The only thing I'm (edit: mostly) convinced of is that in an ideal world, a differentiator circuit built with ideal components (opamp, resistor, capacitor) would be causal. The fact that an ideal opamp is required doesn't bother me since virtually all of the systems we analyze with system theory are idealized. For example, V=IR doesn't actually apply for arbitrarily large currents through a resistor, and a resistor that stays linear regardless of the current through it is not physically realizable. But the mathematical models we build with the idealized components are of course very useful, even if all of them fail to be 'true' with arbitrary system inputs.

Otherwise I think I have left open the possibility that, from a system theory perspective, the differentiator might be considered non-causal. Indeed, if that is the case, then as I showed in post 12 it is pretty easy to prove the statement that is the subject of this thread.

jason
 
  • #17
Tasos51 said:
Furtermore, causality does not make sense for signals, only systems.
Agreed.
Tasos51 said:
I think looking at the differentiator is a correct approach. So, its impulse response is the unit doublet. Causality requires it to be 0 for t<0. Is it ?
From the perspective of distribution theory (generalized functions) the support of the unit doublet is a single point - the origin. So from that perspective it can be thought of as zero for ##t \neq 0##. But as someone who knows almost nothing about control theory, I don't claim to know whether systems with such impulse responses are somehow excluded from the class of causal systems. I wouldn't be shocked to learn that they are.

jason
 
  • #18
jasonRF said:
The only thing I'm (edit: mostly) convinced of is that in an ideal world, a differentiator circuit built with ideal components (opamp, resistor, capacitor) would be causal. The fact that an ideal opamp is required doesn't bother me since virtually all of the systems we analyze with system theory are idealized. For example, V=IR doesn't actually apply for arbitrarily large currents through a resistor, and a resistor that stays linear regardless of the current through it is not physically realizable. But the mathematical models we build with the idealized components are of course very useful, even if all of them fail to be 'true' with arbitrary system inputs.

Otherwise I think I have left open the possibility that, from a system theory perspective, the differentiator might be considered non-causal. Indeed, if that is the case, then as I showed in post 12 it is pretty easy to prove the statement that is the subject of this thread.

### SUPPLIED DATA
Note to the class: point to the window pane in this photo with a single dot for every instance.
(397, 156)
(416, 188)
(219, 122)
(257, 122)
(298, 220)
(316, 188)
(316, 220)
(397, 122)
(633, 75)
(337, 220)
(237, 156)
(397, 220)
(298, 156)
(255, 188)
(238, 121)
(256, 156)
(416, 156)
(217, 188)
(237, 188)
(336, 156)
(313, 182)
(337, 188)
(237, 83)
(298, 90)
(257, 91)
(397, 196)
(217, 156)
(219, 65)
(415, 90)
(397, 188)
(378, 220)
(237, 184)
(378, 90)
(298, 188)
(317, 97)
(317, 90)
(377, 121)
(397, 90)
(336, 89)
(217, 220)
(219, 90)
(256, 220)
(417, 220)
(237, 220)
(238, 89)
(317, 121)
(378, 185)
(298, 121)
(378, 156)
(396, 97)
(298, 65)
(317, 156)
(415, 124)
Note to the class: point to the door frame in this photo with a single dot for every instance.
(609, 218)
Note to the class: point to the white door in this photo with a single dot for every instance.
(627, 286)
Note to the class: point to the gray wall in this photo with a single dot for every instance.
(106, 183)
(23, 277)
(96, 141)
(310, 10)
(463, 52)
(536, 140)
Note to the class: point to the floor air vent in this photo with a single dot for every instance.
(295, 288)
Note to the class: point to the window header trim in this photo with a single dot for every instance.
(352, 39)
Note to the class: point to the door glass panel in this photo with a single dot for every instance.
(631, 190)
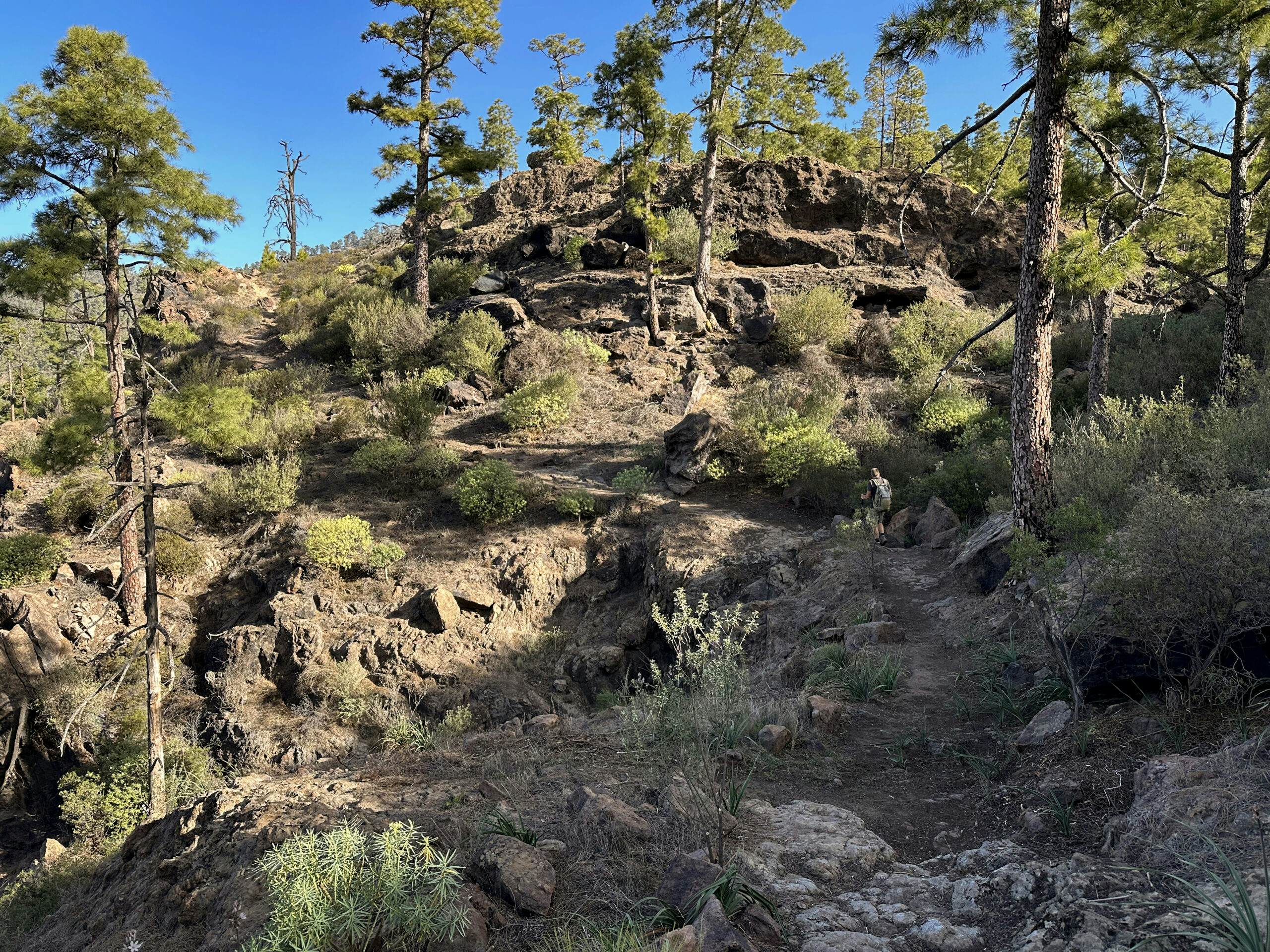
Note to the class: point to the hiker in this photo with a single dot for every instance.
(879, 492)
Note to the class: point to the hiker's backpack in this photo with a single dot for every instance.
(882, 494)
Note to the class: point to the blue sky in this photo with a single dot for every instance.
(244, 75)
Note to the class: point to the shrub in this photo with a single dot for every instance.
(472, 342)
(818, 316)
(338, 542)
(634, 481)
(210, 416)
(583, 348)
(267, 486)
(436, 466)
(28, 556)
(345, 890)
(577, 503)
(381, 457)
(684, 239)
(948, 414)
(803, 450)
(79, 500)
(177, 558)
(541, 405)
(404, 407)
(573, 249)
(450, 278)
(491, 494)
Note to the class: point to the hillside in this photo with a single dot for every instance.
(902, 766)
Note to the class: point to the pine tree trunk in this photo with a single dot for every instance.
(1240, 211)
(710, 167)
(132, 586)
(1032, 388)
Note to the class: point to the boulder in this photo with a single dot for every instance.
(983, 556)
(690, 445)
(440, 610)
(899, 527)
(1048, 724)
(492, 284)
(825, 711)
(461, 397)
(543, 724)
(715, 933)
(935, 521)
(685, 878)
(681, 310)
(775, 739)
(517, 873)
(745, 304)
(606, 253)
(609, 814)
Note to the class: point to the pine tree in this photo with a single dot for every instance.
(286, 203)
(98, 141)
(627, 96)
(960, 26)
(563, 130)
(434, 153)
(751, 91)
(498, 137)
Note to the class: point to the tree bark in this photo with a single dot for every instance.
(158, 800)
(710, 166)
(1032, 386)
(132, 586)
(1240, 211)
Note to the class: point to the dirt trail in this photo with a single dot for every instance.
(893, 765)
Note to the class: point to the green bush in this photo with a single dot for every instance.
(338, 542)
(634, 481)
(28, 556)
(818, 316)
(381, 457)
(472, 342)
(210, 416)
(577, 503)
(267, 486)
(80, 500)
(450, 278)
(684, 239)
(404, 407)
(436, 466)
(343, 890)
(177, 558)
(541, 405)
(491, 494)
(804, 450)
(948, 414)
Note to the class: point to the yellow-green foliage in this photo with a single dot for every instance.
(177, 558)
(28, 556)
(210, 416)
(80, 500)
(582, 348)
(403, 407)
(1081, 267)
(541, 405)
(450, 278)
(491, 494)
(818, 316)
(472, 342)
(338, 542)
(802, 448)
(948, 414)
(577, 503)
(381, 457)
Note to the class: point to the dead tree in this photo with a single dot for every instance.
(287, 207)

### WRITTEN REQUEST 1
In the discussion of differentiator causality, shorten the paragraph that begins "From the perspective of distribution theory" to two or three sentences, keeping its main facts.
### WRITTEN REQUEST 2
Pick up the discussion of differentiator causality after its final sentence and continue it.

### RIGHT ANSWER 1
In distribution theory, the unit doublet's support is a single point, the origin, so it can be treated as zero for t ≠ 0. Knowing almost nothing about control theory, the writer does not claim to know whether systems with such impulse responses are excluded from the class of causal systems, and would not be shocked if they were.

### RIGHT ANSWER 2
jason
"The impulse response (just the inverse transform) then has derivatives of delta functions so would be non-causal": Well, this is not obvious to me. Am I missing something trivial ?
 
  • #19
Tasos51 said:
"The impulse response (just the inverse transform) then has derivatives of delta functions so would be non-causal": Well, this is not obvious to me. Am I missing something trivial ?
This quote is taken a little out of context. Here is a larger chunk of that post

jasonRF said:
The delta distribution and derivatives only have support at the origin, so in that sense are zero for ##t < 0## (as well as for ##t>0##) so I had assumed they are causal. If they are not considered causal then then the what the OP wants to prove is pretty trivial. You can simply do synthetic division to make the system function look something like ##H(s) = c_0\, s^p + c_1\, s^{p-1} + \cdots + c_{p-1}s + H_p(s)## where ##H_p(s)## is proper. The impulse response (just the inverse transform) then has derivatives of delta functions so would be non-causal.
All I was saying is that a system with a transfer function that isn't proper will have derivatives of delta functions as part of the impulse response. So if systems whose impulse responses include such things are considered non-causal, then systems with an improper transfer function are non-causal.

EDIT: also, I was assuming you knew that the inverse Laplace transform of ##s^n## is proportional to ##\delta^{(n)}(t)##.
 
  • #20
No they are not considered non-causal. This is to be proved, this is the whole idea. Non-causal are systems whose impule response is NOT 0 for t<0.
 
  • #21
Tasos51 said:
No they are not considered non-causal. This is to be proved, this is the whole idea. Non-causal are systems whose impule response is NOT 0 for t<0.
I understand what you are saying, but when the impulse response includes generalized functions at the origin then it just isn’t obvious to me how it would be treated in the standard control theory literature. After all, the derivative of a delta is actually a functional, so maps functions to numbers. Technically, it doesn’t make sense to ask about the value at a given time. That is why in prior posts I mentioned the support instead of specifying times for which they are non-zero. So again, it is not obvious to me how folks doing control theory treat such things. If you already knew your original question was about derivatives of deltas then you should have phrased it that way; it would have saved everyone a lot of time.

Based on this statement:
Tasos51 said:
Summary:: A major result in control theory with no proof anywhere.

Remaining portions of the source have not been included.